** start of Excerpted data **

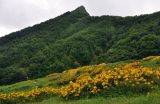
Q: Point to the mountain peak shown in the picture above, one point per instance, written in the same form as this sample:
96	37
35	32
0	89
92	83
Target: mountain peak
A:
81	11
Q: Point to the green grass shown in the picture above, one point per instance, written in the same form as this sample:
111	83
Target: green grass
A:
26	85
150	98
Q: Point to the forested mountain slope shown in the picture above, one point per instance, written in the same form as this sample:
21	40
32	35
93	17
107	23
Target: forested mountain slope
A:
75	39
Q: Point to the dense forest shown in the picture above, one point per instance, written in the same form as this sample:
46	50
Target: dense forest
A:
76	39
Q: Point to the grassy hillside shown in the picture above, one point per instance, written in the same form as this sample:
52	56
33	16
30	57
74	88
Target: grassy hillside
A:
146	92
76	39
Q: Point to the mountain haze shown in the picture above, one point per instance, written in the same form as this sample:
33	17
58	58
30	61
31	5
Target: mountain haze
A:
76	39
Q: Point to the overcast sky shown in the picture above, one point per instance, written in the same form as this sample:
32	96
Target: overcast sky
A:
18	14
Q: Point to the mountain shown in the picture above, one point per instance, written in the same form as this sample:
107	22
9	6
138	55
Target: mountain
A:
76	39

** end of Excerpted data **

### Your objective
Turn the lines of the listing above into a numbered list, from the line containing "Q: Point to the forested" through the end of the listing, both included. Leave out any blank lines.

### Exercise answer
1. Q: Point to the forested mountain slope shown in the picture above, one point per instance, written in the same form as this sample:
2. 21	40
3. 32	35
4. 93	17
5. 107	23
6. Target: forested mountain slope
7. A:
8. 75	39
9. Q: Point to the dense forest shown in the picture above, one point per instance, written in the same form as this sample:
10. 46	50
11. Target: dense forest
12. A:
13. 76	39
14. Q: Point to the grassy hillside shown in the picture above, one point per instance, written in the same form as this sample:
15. 52	56
16. 33	16
17. 30	57
18. 74	88
19. Target: grassy hillside
20. A:
21. 146	92
22. 76	39
23. Q: Point to the mountain haze shown in the picture above, one point per instance, written in the same form as this sample:
24. 33	17
25. 58	58
26. 30	61
27. 31	5
28. Target: mountain haze
29. A:
30. 76	39
31. Q: Point to the overcast sky shown in the picture above, one point per instance, written in the same form as this sample:
32. 32	96
33. Target: overcast sky
34. A:
35. 18	14
36. Q: Point to the mountain shown in the picture above, one point per instance, written in the same form as this sample:
37. 107	22
38. 9	6
39. 138	55
40. Target: mountain
41. A:
42. 76	39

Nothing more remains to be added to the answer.